What needs to be done ::
Rewrite the stretch from the line containing "If you could place a marker on the metal" through the line containing "If you could place a marker on the porch railing", replacing "place a marker on" with "mark a point on" and leaving everything else unchanged. Provide only those lines.

Records supplied ::
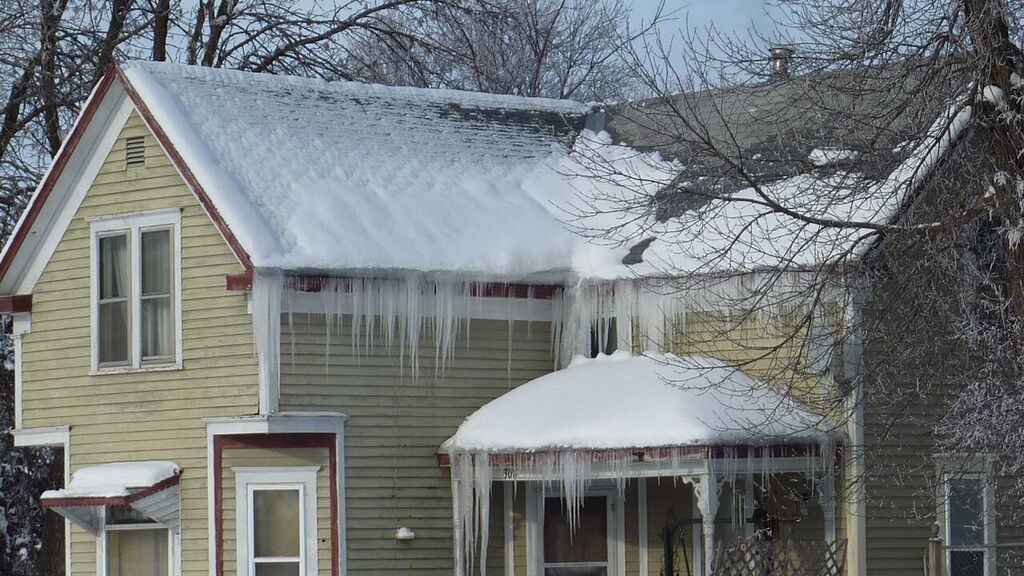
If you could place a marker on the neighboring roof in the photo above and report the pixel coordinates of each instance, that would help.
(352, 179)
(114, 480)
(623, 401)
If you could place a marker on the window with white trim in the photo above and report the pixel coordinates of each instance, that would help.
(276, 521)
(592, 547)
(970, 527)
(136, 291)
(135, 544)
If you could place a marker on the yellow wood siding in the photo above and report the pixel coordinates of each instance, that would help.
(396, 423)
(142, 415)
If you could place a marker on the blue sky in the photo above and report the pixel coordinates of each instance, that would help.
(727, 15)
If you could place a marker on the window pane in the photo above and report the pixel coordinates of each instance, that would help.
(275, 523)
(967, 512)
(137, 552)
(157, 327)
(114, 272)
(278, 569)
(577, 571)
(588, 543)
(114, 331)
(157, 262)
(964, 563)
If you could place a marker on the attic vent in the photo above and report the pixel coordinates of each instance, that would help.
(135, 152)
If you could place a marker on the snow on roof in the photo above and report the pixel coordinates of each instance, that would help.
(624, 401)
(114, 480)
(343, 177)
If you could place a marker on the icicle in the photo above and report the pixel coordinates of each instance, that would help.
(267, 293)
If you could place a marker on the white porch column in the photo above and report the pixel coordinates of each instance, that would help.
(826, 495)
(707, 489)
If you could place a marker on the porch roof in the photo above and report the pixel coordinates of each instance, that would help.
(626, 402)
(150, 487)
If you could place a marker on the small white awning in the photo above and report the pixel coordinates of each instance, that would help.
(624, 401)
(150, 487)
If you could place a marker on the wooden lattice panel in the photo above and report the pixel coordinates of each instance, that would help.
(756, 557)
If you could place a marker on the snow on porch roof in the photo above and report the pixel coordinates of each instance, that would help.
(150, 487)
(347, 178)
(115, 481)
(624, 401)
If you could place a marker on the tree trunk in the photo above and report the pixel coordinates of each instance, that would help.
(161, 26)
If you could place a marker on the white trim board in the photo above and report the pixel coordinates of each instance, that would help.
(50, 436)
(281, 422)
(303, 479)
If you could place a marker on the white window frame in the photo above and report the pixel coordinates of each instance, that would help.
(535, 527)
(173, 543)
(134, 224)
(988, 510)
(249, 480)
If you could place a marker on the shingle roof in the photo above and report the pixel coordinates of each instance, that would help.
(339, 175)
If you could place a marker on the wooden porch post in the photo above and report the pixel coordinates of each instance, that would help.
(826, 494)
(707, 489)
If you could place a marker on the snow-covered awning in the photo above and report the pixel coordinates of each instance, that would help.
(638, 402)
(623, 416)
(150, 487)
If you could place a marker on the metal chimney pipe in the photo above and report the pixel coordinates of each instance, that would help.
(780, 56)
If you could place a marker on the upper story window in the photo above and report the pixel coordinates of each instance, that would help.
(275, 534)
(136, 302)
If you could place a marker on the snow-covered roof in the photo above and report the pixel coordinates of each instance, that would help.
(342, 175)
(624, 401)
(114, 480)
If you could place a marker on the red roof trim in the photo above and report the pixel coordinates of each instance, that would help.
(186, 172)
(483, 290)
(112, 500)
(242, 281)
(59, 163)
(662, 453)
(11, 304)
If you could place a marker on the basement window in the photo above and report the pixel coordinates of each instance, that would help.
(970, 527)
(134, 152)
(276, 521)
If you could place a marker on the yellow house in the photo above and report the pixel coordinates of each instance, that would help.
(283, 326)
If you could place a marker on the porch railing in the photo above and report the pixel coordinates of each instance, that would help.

---

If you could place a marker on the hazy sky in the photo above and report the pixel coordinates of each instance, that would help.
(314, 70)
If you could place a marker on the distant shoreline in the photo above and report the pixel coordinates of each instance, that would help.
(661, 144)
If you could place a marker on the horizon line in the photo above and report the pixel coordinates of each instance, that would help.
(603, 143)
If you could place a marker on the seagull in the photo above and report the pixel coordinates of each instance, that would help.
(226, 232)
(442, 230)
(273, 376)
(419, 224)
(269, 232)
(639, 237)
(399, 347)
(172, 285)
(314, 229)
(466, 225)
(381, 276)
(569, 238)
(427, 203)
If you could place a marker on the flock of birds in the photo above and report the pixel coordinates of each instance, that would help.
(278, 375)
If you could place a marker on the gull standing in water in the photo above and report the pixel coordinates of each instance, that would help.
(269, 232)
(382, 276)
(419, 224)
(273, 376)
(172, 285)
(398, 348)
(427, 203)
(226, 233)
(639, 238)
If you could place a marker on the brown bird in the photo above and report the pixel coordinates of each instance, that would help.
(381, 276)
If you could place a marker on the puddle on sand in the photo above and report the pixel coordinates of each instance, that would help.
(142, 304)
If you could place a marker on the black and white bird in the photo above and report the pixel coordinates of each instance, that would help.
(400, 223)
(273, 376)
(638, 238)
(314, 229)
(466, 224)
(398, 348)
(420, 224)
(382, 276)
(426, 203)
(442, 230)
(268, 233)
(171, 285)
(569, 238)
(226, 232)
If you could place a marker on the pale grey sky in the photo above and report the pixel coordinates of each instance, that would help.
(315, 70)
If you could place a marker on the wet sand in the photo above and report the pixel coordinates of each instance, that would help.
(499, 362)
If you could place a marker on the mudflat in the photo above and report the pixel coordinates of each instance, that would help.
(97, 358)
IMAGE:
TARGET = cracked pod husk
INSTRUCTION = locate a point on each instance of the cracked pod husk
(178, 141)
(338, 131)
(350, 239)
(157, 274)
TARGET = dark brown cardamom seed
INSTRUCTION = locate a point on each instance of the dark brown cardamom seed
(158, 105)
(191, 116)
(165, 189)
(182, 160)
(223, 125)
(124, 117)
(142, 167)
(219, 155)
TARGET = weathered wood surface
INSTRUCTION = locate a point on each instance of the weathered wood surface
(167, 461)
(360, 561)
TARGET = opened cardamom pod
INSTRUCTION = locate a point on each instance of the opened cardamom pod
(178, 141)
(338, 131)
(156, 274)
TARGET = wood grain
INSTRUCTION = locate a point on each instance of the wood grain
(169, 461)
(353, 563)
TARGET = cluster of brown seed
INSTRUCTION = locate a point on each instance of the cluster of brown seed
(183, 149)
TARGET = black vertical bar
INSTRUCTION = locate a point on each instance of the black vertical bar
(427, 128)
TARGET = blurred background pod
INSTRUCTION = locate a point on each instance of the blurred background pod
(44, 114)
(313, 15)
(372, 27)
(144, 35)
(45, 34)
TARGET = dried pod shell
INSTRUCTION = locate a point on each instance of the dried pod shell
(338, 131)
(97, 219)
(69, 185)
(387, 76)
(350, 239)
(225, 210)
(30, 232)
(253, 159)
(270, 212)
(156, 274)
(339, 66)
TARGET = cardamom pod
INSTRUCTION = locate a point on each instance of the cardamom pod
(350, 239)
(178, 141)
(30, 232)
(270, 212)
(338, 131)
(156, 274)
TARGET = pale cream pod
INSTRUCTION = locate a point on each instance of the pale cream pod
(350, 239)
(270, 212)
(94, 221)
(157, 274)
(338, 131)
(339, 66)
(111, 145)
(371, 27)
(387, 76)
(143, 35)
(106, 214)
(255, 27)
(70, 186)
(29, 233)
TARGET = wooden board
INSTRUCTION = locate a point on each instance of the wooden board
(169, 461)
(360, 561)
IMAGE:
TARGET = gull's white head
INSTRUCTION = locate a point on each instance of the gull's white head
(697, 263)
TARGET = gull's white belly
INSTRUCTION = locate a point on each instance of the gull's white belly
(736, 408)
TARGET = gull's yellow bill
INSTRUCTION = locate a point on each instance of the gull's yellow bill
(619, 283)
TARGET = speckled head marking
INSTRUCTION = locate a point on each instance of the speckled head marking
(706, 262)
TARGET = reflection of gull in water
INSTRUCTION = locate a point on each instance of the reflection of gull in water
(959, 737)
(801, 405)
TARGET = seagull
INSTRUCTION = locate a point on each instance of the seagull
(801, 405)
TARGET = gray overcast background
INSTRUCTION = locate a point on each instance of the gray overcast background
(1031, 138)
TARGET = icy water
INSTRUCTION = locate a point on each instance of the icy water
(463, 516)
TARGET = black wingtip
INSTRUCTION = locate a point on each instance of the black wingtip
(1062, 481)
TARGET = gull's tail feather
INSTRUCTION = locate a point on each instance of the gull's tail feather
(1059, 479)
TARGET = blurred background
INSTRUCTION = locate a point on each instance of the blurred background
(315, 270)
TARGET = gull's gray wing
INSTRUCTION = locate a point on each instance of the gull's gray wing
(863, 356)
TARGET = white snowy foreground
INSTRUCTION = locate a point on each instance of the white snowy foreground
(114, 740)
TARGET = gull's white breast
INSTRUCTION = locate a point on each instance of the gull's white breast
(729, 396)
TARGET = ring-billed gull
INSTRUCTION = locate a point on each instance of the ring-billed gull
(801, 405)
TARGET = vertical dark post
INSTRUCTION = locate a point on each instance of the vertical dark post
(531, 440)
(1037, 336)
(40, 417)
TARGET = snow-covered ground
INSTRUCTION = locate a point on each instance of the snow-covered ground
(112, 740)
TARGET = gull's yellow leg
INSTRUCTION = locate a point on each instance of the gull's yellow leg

==

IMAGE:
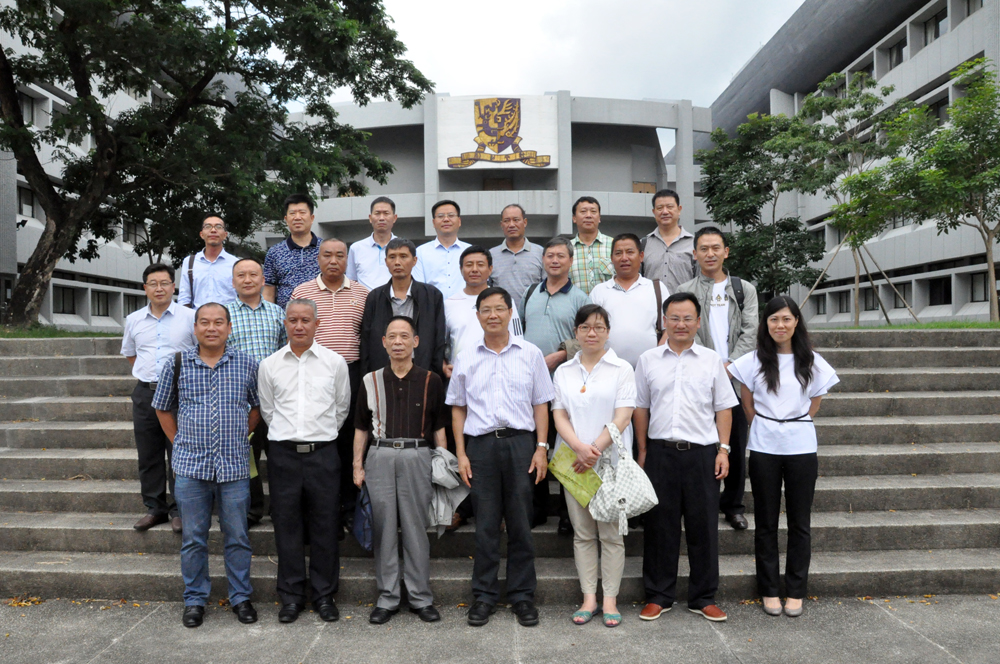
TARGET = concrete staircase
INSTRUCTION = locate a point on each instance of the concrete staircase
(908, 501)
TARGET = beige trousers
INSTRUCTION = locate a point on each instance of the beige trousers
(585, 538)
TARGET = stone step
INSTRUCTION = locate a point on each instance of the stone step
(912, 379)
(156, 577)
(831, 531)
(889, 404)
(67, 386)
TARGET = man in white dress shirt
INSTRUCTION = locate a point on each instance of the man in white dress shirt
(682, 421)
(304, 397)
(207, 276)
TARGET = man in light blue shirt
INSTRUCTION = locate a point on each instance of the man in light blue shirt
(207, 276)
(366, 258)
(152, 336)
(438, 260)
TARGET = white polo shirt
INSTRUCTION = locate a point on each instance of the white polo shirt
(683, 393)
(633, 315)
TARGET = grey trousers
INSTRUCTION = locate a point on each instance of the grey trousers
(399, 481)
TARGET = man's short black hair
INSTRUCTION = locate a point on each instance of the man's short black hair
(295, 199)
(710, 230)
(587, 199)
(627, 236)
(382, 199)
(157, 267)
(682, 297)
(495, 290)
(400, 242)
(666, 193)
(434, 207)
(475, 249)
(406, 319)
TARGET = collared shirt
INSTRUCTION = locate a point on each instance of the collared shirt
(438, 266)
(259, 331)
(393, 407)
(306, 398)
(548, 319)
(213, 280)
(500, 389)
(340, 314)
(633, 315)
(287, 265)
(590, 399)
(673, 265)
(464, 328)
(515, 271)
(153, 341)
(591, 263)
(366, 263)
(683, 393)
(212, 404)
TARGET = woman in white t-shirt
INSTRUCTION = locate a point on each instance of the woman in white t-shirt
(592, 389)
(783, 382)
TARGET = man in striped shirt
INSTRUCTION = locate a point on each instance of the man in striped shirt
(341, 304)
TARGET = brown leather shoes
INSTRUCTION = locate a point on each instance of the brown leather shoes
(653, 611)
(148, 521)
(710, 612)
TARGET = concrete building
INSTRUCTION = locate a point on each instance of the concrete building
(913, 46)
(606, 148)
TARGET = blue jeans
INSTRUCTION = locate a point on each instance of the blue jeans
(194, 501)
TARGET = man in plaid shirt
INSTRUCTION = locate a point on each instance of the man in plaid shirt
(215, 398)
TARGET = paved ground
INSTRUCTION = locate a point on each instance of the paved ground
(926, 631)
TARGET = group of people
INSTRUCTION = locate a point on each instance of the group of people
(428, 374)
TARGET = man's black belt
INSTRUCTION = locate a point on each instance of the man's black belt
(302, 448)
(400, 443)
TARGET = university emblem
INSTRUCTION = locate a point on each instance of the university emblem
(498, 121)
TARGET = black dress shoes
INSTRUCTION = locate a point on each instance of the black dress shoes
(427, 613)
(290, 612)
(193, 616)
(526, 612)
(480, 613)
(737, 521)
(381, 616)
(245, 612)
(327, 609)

Right answer ::
If you could mark a point on the metal chimney pipe in the photo above and report the pixel coordinates of each instance, that would help.
(780, 56)
If you could mark a point on the upper story window in the photo above and report the pixel coordinates of each instance, that would help.
(275, 534)
(136, 302)
If you could mark a point on the snow-covered roof in the photo above and report the pixel coordinates of each instance, that would help.
(342, 175)
(624, 401)
(114, 480)
If you could mark a point on the red roof trim in the photo above and report the pixel coordinates of each instance, that would help.
(186, 172)
(483, 290)
(112, 500)
(242, 281)
(59, 163)
(662, 453)
(11, 304)
If you could mark a point on the basement window in the photo above and report the pixel coordinates of each instance, that would help.
(970, 527)
(134, 152)
(276, 521)
If you could mark a point on the yellow house in the photo above and report the pixel coordinates of each instance, that would help.
(283, 326)
If you could mark a point on the porch railing in the photo above and report the pixel coordinates of each instance, that would help.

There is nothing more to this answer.